Excerpt provided
········

18. Then, whilst Mr. Tabuchi was addressing the Court, almost halfway through his submission, Mr. Waine entered the Court Room and sat at the bar table. After Mr. Tabuchi completed his submission, I invited Mr. Waine to respond, but he informed the Court that he had no response to the Appeal as he was not properly instructed by Mr. Katu, who also came into Court late but without saying anything to Mr. Waine, left, whilst Mr. Tabuchi was still making his submission. I then adjourned and reserved my decision to today.
Grounds of Appeal
19. There are 4 grounds of appeal. They are set out in paragraph 3.1 – 3.4 of the Notice of Appeal. They are:
(1) The Learned Magistrate erred in both law and fact when he failed to:
(a) properly and adequately state and consider the legal principles pertaining to an application to set aside orders properly obtained and entered in the absence of the Respondent;
(b) properly and adequately state, and consider the evidence to an application to set aside orders properly obtained and entered in the absence of the Respondent; and
(c) apply the law to the facts as found on the evidence before the Court at the hearing of the application.

········

Given request 1
In the appeal excerpt, which paragraphs of the Notice of Appeal set out the grounds of appeal?

[Excerpts of bounding box data]
········

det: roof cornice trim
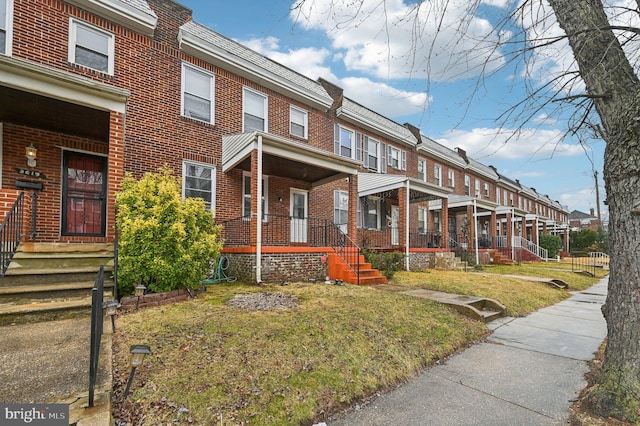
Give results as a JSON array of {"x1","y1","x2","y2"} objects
[
  {"x1": 66, "y1": 0, "x2": 158, "y2": 36},
  {"x1": 178, "y1": 28, "x2": 333, "y2": 111}
]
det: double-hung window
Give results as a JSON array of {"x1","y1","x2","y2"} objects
[
  {"x1": 242, "y1": 173, "x2": 269, "y2": 221},
  {"x1": 0, "y1": 0, "x2": 13, "y2": 55},
  {"x1": 242, "y1": 88, "x2": 269, "y2": 132},
  {"x1": 418, "y1": 158, "x2": 427, "y2": 182},
  {"x1": 182, "y1": 64, "x2": 214, "y2": 123},
  {"x1": 433, "y1": 164, "x2": 442, "y2": 186},
  {"x1": 289, "y1": 106, "x2": 309, "y2": 139},
  {"x1": 69, "y1": 18, "x2": 115, "y2": 75},
  {"x1": 182, "y1": 161, "x2": 216, "y2": 210}
]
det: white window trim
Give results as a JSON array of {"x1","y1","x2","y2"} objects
[
  {"x1": 182, "y1": 160, "x2": 216, "y2": 211},
  {"x1": 292, "y1": 105, "x2": 309, "y2": 139},
  {"x1": 68, "y1": 17, "x2": 115, "y2": 75},
  {"x1": 180, "y1": 62, "x2": 216, "y2": 124},
  {"x1": 242, "y1": 172, "x2": 269, "y2": 222},
  {"x1": 0, "y1": 0, "x2": 13, "y2": 55},
  {"x1": 242, "y1": 86, "x2": 269, "y2": 133}
]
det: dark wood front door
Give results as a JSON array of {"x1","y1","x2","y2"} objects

········

Given request 2
In the records, update the lines starting at the one containing "det: white window trim" and running through the end of the records by replacing "dark wood front door" with "paneled front door", keeping everything else the same.

Worked answer 1
Paragraphs 3.1 – 3.4.

Worked answer 2
det: white window trim
Give results as a JSON array of {"x1","y1","x2","y2"} objects
[
  {"x1": 182, "y1": 160, "x2": 216, "y2": 211},
  {"x1": 292, "y1": 105, "x2": 309, "y2": 139},
  {"x1": 68, "y1": 17, "x2": 115, "y2": 75},
  {"x1": 180, "y1": 62, "x2": 216, "y2": 124},
  {"x1": 242, "y1": 172, "x2": 269, "y2": 222},
  {"x1": 0, "y1": 0, "x2": 13, "y2": 55},
  {"x1": 242, "y1": 86, "x2": 269, "y2": 133}
]
det: paneled front door
Give results as a JSON array of {"x1","y1","x2","y2"} objects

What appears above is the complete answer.